BEGIN MATERIAL FOR THIS EXERCISE

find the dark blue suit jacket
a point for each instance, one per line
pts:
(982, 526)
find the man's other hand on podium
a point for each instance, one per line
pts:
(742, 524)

END MATERIAL FOR THIS EXERCISE

§ EXERCISE REQUIREMENTS:
Could you output every record above exactly as written?

§ ANSWER TO THE EXERCISE:
find the dark blue suit jacket
a point for each instance, one per line
pts:
(982, 526)
find the man's other hand on podium
a point for each instance, one per line
pts:
(742, 524)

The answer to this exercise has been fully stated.